**TASK GOAL:** Please put the lines of the entries, from the line containing "of the charred" through the last line of the entries (both included), into a JSON list of strings with one string per line and blank lines left out.

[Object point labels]

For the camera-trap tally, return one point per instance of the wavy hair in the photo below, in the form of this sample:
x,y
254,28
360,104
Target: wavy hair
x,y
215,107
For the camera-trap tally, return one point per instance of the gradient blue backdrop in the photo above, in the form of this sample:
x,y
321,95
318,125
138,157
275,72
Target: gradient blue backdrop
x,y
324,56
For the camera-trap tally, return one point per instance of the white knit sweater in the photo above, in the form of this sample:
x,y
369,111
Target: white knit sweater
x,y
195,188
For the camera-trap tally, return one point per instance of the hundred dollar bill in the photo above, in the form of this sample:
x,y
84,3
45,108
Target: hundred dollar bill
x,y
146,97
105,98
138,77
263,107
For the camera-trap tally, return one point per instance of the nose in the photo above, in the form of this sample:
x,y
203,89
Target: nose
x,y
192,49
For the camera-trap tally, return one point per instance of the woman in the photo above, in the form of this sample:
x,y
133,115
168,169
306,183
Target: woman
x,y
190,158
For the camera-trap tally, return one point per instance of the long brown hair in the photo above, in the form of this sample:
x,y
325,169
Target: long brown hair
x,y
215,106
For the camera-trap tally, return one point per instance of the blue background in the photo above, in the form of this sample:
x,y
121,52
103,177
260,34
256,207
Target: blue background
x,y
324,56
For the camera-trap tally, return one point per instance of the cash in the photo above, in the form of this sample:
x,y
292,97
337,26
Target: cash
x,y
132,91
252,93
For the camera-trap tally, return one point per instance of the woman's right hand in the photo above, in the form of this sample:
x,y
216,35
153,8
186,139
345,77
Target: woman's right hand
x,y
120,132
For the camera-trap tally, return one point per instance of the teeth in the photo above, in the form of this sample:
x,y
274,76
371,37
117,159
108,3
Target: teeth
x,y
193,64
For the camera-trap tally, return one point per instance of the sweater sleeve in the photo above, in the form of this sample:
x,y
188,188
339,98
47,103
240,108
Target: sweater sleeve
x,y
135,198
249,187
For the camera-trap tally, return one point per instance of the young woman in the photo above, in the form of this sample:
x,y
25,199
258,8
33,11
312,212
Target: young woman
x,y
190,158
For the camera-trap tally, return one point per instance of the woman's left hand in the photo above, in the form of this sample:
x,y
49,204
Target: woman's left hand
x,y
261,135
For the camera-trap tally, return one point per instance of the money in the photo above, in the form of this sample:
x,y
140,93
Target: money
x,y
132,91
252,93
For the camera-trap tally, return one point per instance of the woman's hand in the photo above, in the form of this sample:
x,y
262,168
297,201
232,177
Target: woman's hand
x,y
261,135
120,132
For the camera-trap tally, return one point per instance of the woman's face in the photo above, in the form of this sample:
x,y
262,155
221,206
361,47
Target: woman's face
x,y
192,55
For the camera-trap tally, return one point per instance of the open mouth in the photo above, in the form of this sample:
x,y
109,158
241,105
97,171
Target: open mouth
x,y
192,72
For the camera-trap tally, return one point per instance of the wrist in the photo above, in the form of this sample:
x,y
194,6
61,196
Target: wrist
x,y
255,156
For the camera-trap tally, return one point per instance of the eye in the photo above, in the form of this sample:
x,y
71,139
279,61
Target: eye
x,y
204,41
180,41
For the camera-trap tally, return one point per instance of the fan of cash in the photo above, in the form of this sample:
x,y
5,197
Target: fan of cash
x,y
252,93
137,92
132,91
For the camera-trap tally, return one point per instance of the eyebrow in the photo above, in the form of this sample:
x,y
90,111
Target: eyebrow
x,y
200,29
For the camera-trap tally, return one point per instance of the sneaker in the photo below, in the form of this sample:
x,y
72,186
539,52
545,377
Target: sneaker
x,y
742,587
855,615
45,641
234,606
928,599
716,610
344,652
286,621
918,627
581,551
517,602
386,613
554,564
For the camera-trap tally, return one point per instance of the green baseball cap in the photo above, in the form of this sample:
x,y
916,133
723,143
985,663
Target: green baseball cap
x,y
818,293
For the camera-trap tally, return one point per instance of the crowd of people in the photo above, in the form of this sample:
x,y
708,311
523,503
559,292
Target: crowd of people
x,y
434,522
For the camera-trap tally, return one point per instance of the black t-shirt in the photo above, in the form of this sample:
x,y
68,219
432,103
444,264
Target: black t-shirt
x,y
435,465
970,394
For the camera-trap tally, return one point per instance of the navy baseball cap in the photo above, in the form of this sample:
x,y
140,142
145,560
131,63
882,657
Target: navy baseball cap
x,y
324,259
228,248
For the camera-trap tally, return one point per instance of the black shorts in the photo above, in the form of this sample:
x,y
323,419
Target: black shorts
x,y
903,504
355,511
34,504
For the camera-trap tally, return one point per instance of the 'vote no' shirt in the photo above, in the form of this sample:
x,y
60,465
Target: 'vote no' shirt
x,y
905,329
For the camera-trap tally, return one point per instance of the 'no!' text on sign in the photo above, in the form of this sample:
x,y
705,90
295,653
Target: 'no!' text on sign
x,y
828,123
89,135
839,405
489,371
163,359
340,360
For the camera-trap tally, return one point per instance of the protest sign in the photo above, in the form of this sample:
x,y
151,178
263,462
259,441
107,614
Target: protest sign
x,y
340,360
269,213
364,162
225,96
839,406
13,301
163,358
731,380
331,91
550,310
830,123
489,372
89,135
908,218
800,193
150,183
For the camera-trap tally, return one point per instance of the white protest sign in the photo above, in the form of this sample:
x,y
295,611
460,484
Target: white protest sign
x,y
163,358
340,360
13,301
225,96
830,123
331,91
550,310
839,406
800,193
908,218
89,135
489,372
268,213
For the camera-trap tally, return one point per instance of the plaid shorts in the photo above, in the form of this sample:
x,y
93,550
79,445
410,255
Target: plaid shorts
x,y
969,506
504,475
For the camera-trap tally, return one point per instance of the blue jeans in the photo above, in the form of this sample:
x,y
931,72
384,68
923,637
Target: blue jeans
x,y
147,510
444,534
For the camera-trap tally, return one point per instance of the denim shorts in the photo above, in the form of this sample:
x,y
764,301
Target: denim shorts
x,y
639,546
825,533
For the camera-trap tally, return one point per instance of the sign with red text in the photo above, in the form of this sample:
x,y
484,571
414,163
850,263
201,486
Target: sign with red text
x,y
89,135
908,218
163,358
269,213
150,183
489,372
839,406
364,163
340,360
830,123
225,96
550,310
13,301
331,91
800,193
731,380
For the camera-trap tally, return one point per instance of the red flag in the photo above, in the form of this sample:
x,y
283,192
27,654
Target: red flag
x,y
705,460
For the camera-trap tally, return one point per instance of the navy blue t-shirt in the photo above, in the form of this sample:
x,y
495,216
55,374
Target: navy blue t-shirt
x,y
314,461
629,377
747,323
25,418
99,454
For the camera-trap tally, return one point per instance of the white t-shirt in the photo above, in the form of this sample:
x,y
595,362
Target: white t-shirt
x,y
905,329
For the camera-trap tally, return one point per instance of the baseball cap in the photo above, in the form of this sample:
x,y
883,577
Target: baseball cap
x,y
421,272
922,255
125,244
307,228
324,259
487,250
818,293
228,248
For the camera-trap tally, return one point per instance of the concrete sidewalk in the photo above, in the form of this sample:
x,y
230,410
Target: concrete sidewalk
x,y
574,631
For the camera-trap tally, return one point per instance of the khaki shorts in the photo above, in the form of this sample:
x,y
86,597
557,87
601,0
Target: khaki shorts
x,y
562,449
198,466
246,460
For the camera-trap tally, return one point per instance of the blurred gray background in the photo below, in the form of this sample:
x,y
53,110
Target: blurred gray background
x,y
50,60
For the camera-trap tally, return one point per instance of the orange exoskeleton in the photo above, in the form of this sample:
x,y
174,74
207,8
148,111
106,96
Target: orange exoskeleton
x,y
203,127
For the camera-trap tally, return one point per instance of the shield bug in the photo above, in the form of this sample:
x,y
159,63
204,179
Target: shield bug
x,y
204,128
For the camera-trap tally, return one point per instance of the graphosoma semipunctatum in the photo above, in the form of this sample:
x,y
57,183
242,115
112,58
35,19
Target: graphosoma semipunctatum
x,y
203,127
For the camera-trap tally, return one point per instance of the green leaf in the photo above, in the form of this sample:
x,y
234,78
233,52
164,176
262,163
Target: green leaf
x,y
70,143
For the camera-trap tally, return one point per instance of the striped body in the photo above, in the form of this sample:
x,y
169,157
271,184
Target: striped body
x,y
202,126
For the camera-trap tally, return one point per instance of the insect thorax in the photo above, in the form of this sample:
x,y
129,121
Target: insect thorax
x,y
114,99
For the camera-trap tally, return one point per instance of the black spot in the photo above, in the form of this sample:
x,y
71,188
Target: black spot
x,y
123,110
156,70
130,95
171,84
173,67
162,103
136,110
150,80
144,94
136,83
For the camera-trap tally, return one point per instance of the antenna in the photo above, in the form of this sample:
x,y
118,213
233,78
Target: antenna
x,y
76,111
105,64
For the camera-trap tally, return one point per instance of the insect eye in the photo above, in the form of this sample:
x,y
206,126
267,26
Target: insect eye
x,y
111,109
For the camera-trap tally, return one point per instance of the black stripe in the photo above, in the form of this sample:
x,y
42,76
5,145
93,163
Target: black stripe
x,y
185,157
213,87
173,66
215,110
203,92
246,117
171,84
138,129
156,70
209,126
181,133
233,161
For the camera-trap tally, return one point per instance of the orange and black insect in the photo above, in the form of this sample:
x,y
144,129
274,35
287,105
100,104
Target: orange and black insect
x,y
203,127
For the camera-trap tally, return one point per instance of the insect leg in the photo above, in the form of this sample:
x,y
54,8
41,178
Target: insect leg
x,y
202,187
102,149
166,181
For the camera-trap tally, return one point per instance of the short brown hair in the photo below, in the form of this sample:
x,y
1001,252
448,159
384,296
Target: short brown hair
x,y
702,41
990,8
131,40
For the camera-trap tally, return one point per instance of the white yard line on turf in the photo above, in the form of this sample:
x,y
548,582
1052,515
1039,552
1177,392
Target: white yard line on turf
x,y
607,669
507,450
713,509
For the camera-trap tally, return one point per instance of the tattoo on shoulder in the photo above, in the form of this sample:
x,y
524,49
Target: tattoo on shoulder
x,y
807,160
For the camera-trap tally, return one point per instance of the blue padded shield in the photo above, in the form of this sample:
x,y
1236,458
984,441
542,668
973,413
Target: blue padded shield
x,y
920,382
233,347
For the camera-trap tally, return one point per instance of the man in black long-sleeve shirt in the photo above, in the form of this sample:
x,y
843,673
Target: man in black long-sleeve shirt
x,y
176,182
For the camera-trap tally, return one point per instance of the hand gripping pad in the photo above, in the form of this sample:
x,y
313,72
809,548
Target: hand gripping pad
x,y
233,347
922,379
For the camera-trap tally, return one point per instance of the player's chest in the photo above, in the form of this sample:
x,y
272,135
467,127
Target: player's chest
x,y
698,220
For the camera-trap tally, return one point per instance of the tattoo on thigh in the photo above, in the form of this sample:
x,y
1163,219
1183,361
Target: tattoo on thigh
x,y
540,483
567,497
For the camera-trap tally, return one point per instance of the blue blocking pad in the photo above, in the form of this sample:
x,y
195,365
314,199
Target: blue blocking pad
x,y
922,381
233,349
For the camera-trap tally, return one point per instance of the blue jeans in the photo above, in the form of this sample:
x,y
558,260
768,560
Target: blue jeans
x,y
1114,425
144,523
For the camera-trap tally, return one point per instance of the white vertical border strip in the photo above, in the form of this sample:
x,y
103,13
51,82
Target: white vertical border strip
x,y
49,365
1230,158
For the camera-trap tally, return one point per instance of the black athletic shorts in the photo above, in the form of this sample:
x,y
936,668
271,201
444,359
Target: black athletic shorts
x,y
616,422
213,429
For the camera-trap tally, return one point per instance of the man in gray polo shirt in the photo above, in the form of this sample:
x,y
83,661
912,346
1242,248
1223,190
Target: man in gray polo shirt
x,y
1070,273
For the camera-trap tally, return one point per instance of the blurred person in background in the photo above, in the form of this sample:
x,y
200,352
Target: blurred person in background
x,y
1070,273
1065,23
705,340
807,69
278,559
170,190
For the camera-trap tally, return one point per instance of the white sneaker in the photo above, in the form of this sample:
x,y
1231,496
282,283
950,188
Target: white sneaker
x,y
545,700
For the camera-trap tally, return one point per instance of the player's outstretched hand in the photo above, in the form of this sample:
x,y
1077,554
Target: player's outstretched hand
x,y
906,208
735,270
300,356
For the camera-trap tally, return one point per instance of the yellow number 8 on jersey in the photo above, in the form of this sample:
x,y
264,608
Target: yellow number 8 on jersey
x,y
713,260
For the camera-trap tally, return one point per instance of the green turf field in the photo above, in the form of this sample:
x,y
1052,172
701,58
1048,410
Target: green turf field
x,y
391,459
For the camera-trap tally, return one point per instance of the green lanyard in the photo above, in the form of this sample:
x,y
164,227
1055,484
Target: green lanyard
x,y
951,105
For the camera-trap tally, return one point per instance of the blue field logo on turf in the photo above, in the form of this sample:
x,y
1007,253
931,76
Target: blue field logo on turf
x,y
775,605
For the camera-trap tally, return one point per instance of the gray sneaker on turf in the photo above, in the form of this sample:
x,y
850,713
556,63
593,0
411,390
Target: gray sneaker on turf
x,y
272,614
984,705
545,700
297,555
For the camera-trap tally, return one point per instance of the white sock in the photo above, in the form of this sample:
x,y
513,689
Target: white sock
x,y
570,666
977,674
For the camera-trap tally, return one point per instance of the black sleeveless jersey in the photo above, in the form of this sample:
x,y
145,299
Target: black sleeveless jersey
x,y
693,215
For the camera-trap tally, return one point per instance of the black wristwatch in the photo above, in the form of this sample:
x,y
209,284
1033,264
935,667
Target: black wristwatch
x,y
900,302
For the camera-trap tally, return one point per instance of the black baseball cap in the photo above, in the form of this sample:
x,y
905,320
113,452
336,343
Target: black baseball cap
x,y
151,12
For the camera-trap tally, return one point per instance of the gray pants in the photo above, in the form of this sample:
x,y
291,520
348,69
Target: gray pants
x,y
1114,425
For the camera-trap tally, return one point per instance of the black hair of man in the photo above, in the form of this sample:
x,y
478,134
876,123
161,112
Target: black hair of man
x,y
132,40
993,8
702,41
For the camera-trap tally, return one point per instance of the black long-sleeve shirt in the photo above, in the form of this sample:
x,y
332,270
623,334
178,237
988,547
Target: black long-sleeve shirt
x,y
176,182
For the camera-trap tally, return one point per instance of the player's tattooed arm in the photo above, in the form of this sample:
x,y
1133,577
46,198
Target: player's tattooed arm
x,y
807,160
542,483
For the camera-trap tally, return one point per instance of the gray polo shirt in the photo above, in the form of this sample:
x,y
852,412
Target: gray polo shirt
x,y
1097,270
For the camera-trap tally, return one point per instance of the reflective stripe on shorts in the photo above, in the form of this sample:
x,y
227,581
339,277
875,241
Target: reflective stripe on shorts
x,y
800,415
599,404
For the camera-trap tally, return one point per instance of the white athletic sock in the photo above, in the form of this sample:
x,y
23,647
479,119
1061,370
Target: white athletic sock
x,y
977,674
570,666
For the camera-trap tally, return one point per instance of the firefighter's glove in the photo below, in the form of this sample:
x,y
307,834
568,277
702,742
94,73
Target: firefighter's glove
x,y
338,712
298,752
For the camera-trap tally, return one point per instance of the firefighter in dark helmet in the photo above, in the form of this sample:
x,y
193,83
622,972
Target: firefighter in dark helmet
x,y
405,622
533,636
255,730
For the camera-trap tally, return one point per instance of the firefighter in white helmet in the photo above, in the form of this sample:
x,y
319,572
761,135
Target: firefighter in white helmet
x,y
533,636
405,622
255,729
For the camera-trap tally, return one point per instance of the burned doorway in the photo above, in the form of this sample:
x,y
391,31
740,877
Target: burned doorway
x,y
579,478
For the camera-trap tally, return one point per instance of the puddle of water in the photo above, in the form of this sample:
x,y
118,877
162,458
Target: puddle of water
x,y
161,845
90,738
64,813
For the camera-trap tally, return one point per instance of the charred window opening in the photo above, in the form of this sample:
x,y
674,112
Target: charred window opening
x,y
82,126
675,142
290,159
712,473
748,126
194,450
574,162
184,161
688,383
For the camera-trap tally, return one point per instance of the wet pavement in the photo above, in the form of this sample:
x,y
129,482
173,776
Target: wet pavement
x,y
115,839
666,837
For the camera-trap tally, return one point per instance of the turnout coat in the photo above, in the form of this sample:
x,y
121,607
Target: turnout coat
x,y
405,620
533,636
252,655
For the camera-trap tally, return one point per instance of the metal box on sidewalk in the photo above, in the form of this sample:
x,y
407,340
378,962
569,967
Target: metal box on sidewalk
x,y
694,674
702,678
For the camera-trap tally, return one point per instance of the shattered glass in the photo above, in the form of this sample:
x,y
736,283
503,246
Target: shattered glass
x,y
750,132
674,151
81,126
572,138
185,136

**FINAL RESULT:**
[
  "For the camera-trap tally, return one point per instance of the charred window opening in the photo above, in the form of this sample:",
  "x,y",
  "674,112",
  "Target: charred window opening",
  "x,y",
  "82,126",
  "675,142",
  "290,159",
  "712,473",
  "748,126",
  "194,450",
  "574,162",
  "184,161",
  "688,383",
  "For the camera-trap tally, return one point per instance of the wet pavement in the photo above, in the form of this sample:",
  "x,y",
  "129,482",
  "173,776",
  "Target: wet pavement",
  "x,y",
  "115,839",
  "666,837",
  "For the camera-trap tally, return one point per instance of the turnout coat in the photo above, in the form of this sample:",
  "x,y",
  "121,607",
  "Target: turnout coat",
  "x,y",
  "405,620",
  "533,636",
  "252,655",
  "For the camera-trap tally, return one point per instance of the metal box on sidewalk in the photo above, in the form of this sample:",
  "x,y",
  "407,340",
  "378,962",
  "569,967",
  "Target: metal box on sidewalk",
  "x,y",
  "694,674",
  "702,678",
  "For the camera-trap tally, return one point per instance of the shattered glass in the photo above, in the form of this sample:",
  "x,y",
  "736,283",
  "503,246",
  "Target: shattered glass",
  "x,y",
  "750,132",
  "674,151",
  "81,126",
  "572,138",
  "185,136"
]